----- Excerpt -----
I watched some videos of both Luigi and Leonel and I fell in love with them both. They're rrreeallllyyy cute. They looked really focused and happy talking away. Luigi is one of my favorite color mutations. He's a light green greywing? Chartreuse is one of my favorite colors and the color reminds me of that.​


StarlingWings said:


> I think that no matter how young you start, it still depends on the budgie.!


I'm really starting to see that. It's fascinating, and you just don't know until their personality unfolds.​


StarlingWings said:


> As a general rule, budgies learn to talk much better when they're younger. However, this only goes for budgies that choose to talk, and certainly not all do, or are as devoted. So, you have some birds who don't talk at all, some birds who pick up one or two words and stick to those, and then birds like Disco who know hundreds of words or phrases and derive pleasure from learning new words. :thumbsup:
> 
> I think you're doing all the right things, the tips above will definitely contribute to giving Biz ample resources to build his vocabulary up if he would like  It's very cool that he already is saying a few words!
----- Dataset excerpts -----
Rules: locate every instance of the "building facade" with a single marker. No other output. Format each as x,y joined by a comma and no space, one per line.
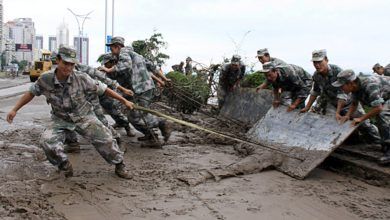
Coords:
22,32
83,50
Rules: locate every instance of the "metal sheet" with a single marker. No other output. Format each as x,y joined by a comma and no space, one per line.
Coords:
246,105
311,137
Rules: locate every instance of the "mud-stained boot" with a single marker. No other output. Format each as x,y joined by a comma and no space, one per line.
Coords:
73,147
166,129
147,137
120,170
67,168
385,160
152,144
129,132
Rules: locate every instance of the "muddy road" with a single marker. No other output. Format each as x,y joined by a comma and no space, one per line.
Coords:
31,188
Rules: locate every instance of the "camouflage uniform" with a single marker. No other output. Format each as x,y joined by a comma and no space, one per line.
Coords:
374,91
329,94
110,105
143,87
227,79
277,61
71,111
387,70
293,79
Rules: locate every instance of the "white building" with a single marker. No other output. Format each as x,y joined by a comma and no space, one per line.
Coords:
83,57
62,34
22,32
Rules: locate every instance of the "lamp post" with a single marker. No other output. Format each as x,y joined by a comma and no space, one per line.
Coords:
81,28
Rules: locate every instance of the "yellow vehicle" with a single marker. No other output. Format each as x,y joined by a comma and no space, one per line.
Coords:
40,66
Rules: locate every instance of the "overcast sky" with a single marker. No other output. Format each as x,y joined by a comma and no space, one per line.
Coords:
355,33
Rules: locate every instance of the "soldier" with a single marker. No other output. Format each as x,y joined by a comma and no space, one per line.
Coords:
264,57
188,67
132,65
230,77
323,78
290,78
380,70
179,67
67,90
373,91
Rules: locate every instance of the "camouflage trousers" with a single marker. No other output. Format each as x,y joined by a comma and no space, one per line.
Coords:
366,128
383,122
113,108
89,127
142,121
71,136
221,95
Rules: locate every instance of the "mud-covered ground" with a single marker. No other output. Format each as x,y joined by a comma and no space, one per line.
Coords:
31,188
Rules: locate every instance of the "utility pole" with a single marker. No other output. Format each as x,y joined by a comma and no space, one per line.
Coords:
106,21
81,29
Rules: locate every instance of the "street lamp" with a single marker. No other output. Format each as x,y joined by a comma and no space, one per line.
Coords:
83,18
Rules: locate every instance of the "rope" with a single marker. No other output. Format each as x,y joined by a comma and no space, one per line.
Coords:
188,124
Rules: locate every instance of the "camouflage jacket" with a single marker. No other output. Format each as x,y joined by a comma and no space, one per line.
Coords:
387,70
229,77
123,70
69,99
141,78
277,62
322,85
97,75
294,79
373,90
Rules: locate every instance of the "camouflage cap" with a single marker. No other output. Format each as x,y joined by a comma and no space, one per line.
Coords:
236,59
68,54
108,57
377,65
262,52
268,66
117,40
318,55
344,77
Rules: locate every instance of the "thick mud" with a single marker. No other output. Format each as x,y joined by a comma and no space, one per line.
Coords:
31,188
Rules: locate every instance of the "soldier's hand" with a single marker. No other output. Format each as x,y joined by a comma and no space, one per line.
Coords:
304,110
356,121
129,104
128,92
291,107
341,119
275,103
10,116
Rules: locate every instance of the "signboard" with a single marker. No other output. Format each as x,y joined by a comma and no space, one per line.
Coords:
23,47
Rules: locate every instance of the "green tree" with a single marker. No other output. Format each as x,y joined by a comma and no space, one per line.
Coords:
151,48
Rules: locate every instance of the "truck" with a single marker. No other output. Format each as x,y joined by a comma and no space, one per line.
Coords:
40,66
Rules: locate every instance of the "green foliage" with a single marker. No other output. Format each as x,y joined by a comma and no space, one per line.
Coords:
253,80
188,93
150,48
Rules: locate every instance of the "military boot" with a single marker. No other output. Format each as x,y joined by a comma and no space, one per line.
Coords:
73,147
120,170
385,159
152,144
166,129
129,131
148,136
67,168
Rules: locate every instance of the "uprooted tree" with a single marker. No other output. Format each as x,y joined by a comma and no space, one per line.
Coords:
151,48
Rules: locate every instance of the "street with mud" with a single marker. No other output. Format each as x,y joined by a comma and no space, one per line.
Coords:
31,188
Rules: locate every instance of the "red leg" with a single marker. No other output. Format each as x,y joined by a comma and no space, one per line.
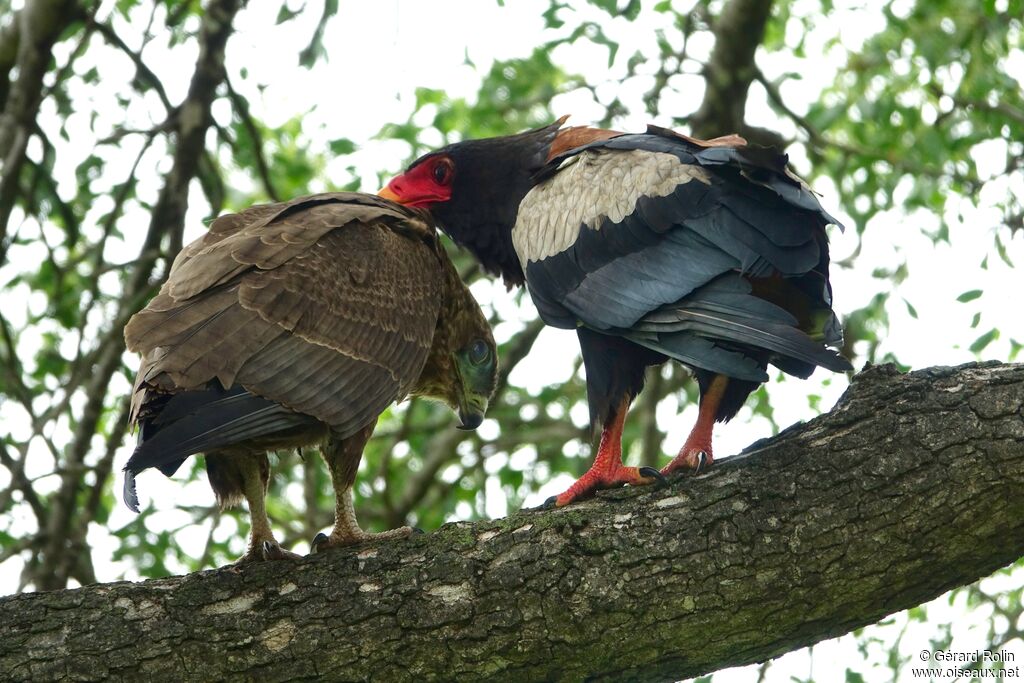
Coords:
696,454
607,470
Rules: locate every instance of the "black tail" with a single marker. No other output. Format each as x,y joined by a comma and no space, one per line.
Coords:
199,421
725,311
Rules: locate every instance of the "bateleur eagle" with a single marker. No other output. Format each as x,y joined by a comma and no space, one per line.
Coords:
295,324
651,246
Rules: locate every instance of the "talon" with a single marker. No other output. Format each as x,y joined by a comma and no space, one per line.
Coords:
659,478
701,463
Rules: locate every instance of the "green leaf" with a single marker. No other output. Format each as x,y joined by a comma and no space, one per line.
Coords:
981,342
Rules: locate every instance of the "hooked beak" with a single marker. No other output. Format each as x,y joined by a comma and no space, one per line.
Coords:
471,413
388,194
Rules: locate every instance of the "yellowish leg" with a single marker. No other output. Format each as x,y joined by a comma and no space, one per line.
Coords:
342,459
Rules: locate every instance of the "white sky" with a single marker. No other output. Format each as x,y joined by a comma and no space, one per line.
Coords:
380,51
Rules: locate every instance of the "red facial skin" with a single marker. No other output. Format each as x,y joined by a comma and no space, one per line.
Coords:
423,185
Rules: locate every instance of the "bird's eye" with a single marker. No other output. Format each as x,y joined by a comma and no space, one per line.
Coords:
479,352
442,172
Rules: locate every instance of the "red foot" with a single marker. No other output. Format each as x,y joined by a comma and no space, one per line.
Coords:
605,476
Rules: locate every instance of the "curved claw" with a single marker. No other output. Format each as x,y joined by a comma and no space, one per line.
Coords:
317,543
659,479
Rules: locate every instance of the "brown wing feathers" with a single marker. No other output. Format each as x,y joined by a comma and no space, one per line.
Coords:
320,308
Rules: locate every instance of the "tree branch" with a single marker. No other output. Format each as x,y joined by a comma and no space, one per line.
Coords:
911,485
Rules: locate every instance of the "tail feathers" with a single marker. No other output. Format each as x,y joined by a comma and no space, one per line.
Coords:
196,422
725,311
697,351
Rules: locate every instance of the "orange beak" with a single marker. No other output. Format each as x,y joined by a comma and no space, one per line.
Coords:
387,194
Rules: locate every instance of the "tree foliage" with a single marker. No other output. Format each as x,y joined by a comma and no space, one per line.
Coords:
126,125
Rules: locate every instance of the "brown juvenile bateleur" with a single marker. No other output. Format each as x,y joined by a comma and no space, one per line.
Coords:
294,324
653,247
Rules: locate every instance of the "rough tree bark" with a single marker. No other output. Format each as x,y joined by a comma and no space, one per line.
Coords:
911,485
-----
*What to do*.
In the budgie forum thread, which budgie is described as knowing hundreds of words or phrases? Please answer briefly.

*The solution*.
Disco.